» Extracto de página
El milagro ocurre finalmente en 1599. Nace el Puente Real, que recibe de los valencianos desde entonces una sobredosis de cariño que tal vez sirve para compensar los contratiempos padecidos durante toda su vida, muy prolija en incidentes de extrema gravedad. Poco antes de su inauguración ya sufrió la amputación de uno de sus arcos, consecuencia de una cruel avenida y con el paso del tiempo viviría toda suerte de achaques, pero la historia documenta que un año antes de cruzarse el nuevo siglo, del XVI al XVII, el Rey Felipe III y su esposa la Archiduquesa Margarita de Austria atravesaron el Puente con motivo de sus esponsales y abrieron un hermoso capítulo de nuestra historia. De entonces está fechado este monumento tan asociado a la memoria valenciana, porque no sólo franquea el paso entre dos barrios de enorme encanto sino porque acoge dos llamativas esculturas, también muy vinculadas a la Valencia sentimental. Los dos Vicentes, es decir, San Vicente Mártir y San Vicente Ferrer, escoltan la travesía sobre el antiguo cauce y ennoblecen desde la piedra labrada el paseo favorito de tantas y tantas generaciones de valencianos, que han crecido vigilados por su silueta magnífica.

» Tareas propuestas
A. Responda, según el extracto sobre el Puente Real:
(i) ¿En qué año nace el puente?
(ii) ¿Qué perdió el puente poco antes de su inauguración y por qué causa?
(iii) ¿Qué dos santos representan las esculturas del puente?
B. Traduzca al inglés esta oración del extracto sobre el Puente Real: «De entonces está fechado este monumento tan asociado a la memoria valenciana, porque no sólo franquea el paso entre dos barrios de enorme encanto sino porque acoge dos llamativas esculturas, también muy vinculadas a la Valencia sentimental.»
C. Enumere todas las personas que el extracto sobre el Puente Real menciona por su nombre.

» Datos sin procesar
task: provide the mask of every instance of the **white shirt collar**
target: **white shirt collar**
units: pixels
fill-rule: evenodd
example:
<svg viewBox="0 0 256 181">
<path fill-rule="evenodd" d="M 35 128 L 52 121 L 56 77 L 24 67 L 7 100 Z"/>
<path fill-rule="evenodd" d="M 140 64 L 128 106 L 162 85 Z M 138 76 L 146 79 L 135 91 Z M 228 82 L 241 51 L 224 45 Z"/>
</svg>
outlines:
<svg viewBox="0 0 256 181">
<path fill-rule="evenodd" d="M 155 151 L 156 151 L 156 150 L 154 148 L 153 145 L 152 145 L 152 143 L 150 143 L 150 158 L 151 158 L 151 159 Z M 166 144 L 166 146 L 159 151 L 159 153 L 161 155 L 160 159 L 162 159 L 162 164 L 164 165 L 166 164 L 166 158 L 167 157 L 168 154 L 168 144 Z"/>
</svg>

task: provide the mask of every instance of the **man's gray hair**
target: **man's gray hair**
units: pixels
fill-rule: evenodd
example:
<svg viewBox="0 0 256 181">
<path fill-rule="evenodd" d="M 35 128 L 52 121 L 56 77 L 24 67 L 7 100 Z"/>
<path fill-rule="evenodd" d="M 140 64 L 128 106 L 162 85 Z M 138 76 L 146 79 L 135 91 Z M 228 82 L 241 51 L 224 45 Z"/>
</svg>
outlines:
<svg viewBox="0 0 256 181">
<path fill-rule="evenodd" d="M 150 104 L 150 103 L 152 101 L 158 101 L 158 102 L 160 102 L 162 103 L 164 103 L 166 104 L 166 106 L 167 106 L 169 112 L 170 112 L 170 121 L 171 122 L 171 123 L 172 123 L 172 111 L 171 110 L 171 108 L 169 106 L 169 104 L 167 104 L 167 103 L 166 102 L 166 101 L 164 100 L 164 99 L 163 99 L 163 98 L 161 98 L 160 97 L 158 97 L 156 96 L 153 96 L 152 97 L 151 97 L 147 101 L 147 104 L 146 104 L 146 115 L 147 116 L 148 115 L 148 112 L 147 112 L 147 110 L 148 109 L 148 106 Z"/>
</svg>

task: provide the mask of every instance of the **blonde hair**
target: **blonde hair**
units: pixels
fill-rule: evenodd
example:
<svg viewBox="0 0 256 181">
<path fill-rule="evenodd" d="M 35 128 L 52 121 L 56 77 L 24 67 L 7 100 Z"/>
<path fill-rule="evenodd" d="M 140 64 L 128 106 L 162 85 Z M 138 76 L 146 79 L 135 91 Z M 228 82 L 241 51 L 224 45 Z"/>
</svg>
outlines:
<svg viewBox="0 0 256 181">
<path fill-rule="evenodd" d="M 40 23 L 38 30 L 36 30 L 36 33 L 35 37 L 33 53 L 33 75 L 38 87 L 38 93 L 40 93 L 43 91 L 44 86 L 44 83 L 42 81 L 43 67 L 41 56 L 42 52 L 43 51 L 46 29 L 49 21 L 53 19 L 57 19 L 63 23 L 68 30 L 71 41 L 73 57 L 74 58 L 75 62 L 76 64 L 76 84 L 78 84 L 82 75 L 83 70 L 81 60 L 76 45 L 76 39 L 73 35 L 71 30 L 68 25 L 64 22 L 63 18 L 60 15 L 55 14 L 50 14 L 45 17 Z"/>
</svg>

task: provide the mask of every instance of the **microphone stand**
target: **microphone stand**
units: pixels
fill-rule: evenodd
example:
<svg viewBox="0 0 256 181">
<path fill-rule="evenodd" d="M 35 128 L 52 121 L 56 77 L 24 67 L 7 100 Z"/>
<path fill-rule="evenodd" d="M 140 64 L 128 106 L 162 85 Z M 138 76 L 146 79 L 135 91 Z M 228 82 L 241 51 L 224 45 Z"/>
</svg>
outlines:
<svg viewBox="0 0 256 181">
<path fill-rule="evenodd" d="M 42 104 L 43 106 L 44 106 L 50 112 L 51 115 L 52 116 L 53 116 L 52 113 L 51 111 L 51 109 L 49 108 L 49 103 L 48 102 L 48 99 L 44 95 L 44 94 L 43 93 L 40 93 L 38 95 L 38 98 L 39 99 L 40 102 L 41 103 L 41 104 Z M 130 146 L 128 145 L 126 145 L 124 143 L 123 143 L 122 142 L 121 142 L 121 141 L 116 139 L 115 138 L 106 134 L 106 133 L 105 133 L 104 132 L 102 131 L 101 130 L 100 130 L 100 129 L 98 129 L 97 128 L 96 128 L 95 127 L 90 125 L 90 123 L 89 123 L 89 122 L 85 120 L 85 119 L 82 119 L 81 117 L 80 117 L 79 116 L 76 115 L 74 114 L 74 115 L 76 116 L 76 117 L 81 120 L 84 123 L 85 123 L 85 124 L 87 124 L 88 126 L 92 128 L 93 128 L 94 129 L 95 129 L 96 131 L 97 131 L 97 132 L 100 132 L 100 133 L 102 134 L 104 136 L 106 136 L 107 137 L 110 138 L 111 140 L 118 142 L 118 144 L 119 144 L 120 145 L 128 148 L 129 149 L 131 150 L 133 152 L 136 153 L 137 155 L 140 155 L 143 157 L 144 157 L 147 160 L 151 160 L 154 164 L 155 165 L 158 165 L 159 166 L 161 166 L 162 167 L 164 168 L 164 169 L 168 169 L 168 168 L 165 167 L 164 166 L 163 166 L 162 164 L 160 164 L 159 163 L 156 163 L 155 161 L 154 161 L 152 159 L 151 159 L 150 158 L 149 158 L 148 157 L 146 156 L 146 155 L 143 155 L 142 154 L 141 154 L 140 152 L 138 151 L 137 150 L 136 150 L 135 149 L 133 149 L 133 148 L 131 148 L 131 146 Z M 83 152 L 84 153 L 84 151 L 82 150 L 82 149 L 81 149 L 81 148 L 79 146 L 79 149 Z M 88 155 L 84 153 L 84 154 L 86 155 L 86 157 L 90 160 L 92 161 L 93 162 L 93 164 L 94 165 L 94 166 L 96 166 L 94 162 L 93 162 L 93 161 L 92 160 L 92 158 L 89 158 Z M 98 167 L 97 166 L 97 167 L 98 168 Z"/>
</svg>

» Conjunto de respuestas
A.
(i) En 1599.
(ii) Uno de sus arcos, a consecuencia de una cruel avenida.
(iii) San Vicente Mártir y San Vicente Ferrer.

B. This monument, so closely associated with Valencian memory, dates from that time, because it not only provides passage between two neighborhoods of enormous charm but also houses two striking sculptures, likewise closely tied to sentimental Valencia.

C.
- Felipe III
- Margarita de Austria
- San Vicente Mártir
- San Vicente Ferrer